Put every line of the records below into a numbered list, leaving out any blank lines.

[BEGIN Records shown]

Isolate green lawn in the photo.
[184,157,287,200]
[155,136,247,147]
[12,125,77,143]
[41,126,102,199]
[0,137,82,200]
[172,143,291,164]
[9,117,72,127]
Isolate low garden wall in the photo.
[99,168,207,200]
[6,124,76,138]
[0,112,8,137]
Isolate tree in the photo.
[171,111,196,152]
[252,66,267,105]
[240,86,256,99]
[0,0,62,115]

[END Records shown]

** Output of the task **
1. Isolate green lawn in the photo.
2. [184,157,287,200]
3. [155,136,247,147]
4. [12,125,77,143]
5. [41,126,102,199]
6. [0,137,82,200]
7. [172,143,291,164]
8. [9,117,72,127]
9. Isolate low garden wall in the photo.
10. [99,168,207,200]
11. [6,124,76,138]
12. [0,112,8,137]
13. Isolate tree in the photo.
14. [171,111,196,152]
15. [252,66,267,105]
16. [240,86,256,99]
17. [0,0,62,115]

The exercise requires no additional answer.